*** Opening of RECORDS TO PROCESS ***

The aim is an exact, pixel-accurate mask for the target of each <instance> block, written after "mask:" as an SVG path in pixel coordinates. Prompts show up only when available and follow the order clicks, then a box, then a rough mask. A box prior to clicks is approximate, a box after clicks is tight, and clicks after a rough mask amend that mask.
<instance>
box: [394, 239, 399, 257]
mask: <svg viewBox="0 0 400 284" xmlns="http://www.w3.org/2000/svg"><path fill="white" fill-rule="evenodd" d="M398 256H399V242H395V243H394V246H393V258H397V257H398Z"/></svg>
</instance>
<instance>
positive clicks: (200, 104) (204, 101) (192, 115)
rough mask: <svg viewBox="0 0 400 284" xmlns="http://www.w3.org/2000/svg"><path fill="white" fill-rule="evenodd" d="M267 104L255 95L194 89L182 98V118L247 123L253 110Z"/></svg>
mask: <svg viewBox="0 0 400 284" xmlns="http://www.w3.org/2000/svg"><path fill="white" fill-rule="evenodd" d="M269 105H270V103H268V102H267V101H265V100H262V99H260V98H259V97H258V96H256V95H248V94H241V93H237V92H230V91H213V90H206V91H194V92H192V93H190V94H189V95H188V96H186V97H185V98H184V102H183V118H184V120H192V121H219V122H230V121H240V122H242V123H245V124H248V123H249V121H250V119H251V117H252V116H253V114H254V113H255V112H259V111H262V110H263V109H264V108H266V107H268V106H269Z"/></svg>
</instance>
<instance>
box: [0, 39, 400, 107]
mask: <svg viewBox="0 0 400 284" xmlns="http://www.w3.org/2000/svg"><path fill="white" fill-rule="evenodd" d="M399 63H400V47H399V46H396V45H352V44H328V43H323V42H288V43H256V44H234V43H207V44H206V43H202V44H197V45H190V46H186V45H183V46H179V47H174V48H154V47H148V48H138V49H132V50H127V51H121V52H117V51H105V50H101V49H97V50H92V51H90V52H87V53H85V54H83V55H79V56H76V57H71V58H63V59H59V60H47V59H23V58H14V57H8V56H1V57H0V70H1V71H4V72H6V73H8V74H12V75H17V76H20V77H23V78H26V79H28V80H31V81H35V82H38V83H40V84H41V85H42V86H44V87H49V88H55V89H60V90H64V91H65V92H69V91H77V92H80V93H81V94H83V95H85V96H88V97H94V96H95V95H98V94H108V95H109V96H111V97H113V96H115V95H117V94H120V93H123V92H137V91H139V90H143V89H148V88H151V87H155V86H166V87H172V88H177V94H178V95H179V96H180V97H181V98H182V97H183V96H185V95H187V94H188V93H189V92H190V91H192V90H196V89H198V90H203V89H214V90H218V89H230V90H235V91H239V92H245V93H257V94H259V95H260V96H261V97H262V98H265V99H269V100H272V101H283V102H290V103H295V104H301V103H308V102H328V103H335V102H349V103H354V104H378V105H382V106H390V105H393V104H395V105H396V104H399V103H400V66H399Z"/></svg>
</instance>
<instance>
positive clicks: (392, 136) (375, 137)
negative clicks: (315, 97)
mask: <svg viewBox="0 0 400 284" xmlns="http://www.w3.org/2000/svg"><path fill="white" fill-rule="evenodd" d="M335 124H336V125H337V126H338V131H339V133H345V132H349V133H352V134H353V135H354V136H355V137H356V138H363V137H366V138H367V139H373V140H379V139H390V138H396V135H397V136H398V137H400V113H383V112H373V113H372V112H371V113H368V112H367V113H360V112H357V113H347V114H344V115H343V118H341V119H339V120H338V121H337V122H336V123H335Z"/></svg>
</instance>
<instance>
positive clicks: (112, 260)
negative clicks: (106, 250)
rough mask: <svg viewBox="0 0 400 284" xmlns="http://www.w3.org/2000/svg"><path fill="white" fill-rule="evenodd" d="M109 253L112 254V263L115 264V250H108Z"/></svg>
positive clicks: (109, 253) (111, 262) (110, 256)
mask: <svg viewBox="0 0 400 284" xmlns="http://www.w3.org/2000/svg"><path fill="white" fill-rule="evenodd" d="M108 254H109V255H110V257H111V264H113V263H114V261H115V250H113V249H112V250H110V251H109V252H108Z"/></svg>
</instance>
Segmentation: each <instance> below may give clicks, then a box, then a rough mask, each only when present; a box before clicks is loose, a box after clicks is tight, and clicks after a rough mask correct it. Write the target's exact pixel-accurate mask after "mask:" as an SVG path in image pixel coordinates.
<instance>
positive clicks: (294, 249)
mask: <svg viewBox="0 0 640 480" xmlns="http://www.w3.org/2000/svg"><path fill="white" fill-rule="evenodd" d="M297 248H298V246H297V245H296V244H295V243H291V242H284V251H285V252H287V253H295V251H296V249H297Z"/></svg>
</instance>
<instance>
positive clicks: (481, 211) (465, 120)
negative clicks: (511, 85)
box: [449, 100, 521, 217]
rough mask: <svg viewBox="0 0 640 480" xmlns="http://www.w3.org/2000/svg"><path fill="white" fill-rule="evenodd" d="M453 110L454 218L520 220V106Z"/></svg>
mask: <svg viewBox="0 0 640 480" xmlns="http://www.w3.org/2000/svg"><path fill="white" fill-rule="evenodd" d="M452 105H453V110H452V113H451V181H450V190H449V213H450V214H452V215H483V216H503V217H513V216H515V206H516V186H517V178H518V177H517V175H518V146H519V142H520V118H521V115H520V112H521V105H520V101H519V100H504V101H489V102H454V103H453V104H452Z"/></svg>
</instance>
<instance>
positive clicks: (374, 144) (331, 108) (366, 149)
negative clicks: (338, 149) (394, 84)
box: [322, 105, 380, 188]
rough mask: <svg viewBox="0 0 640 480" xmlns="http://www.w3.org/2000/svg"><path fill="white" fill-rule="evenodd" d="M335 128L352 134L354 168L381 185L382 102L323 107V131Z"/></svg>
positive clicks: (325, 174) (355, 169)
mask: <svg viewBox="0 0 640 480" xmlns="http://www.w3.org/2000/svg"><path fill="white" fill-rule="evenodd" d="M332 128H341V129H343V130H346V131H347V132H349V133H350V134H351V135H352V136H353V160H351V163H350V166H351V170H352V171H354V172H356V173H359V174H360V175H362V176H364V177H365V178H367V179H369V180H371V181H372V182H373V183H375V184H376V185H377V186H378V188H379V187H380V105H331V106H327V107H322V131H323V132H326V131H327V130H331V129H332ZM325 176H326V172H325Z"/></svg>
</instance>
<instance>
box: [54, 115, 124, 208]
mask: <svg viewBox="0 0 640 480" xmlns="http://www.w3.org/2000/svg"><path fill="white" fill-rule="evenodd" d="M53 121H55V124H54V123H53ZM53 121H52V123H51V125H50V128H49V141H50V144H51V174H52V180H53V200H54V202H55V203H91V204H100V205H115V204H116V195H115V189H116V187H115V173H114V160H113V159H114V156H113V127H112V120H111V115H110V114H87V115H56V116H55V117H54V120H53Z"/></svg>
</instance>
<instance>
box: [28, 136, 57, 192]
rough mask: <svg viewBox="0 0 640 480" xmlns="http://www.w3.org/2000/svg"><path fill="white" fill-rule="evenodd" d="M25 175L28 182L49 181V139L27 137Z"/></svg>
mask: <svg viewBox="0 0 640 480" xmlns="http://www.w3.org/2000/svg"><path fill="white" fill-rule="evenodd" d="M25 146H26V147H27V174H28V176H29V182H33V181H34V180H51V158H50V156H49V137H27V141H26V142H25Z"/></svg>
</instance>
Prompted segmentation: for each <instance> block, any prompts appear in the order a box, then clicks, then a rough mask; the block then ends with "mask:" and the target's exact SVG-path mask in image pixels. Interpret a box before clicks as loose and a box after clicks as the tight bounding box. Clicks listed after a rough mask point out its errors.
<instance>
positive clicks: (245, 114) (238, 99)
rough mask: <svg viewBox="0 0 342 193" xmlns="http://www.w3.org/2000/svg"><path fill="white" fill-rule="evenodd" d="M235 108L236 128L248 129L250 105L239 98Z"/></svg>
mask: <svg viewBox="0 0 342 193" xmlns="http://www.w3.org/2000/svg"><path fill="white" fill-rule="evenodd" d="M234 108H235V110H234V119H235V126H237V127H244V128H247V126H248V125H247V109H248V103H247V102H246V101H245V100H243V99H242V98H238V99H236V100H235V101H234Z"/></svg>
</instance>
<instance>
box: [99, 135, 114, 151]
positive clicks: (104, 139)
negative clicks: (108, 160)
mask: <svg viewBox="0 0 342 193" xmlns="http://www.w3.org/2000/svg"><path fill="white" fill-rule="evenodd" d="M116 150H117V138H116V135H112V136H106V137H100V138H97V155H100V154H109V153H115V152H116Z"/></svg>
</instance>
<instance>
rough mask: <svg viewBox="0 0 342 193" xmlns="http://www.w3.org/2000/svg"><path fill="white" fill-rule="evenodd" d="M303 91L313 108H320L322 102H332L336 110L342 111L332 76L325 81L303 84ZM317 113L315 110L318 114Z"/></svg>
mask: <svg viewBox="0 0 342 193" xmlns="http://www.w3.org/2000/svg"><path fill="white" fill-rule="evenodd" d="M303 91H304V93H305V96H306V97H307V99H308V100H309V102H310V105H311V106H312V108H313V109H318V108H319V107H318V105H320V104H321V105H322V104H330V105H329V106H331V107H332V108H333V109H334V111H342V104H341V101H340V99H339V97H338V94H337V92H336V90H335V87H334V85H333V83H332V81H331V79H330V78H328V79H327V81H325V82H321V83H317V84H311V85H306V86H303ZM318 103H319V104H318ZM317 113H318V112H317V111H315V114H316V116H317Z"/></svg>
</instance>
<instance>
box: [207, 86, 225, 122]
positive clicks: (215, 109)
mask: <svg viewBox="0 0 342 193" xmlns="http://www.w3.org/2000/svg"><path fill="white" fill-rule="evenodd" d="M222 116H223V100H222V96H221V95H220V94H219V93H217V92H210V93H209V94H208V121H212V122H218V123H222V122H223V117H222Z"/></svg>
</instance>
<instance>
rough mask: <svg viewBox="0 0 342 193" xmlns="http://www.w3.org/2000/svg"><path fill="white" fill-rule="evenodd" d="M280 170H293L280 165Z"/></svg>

*** Close of RECORDS TO PROCESS ***

Reproduce only the lines above, starting at the line with "box: [54, 115, 124, 208]" and ending at the line with "positive clicks: (245, 114) (238, 99)", exactly as written.

box: [54, 115, 124, 208]
mask: <svg viewBox="0 0 640 480" xmlns="http://www.w3.org/2000/svg"><path fill="white" fill-rule="evenodd" d="M53 121H55V124H54V123H53ZM53 121H52V123H51V125H50V128H49V141H50V144H51V174H52V180H53V200H54V202H55V203H91V204H100V205H115V204H116V195H115V189H116V187H115V173H114V160H113V159H114V156H113V127H112V120H111V115H110V114H87V115H56V116H55V117H54V120H53Z"/></svg>
</instance>
<instance>
box: [28, 136, 57, 192]
rough mask: <svg viewBox="0 0 640 480" xmlns="http://www.w3.org/2000/svg"><path fill="white" fill-rule="evenodd" d="M25 175L28 182L49 181V139L27 137Z"/></svg>
mask: <svg viewBox="0 0 640 480" xmlns="http://www.w3.org/2000/svg"><path fill="white" fill-rule="evenodd" d="M25 146H26V147H27V174H28V176H29V182H33V181H34V180H51V158H50V156H49V137H27V141H26V142H25Z"/></svg>
</instance>
Prompted segmentation: for each <instance> block, any prompts appear in the order a box, then clicks, then a rough mask; the block then ends with "mask:" and the target's exact SVG-path mask in image pixels. Interpret a box before clicks as loose and a box after clicks as the tight bounding box. Clicks listed after a rough mask point out its errors.
<instance>
positive clicks: (245, 114) (238, 99)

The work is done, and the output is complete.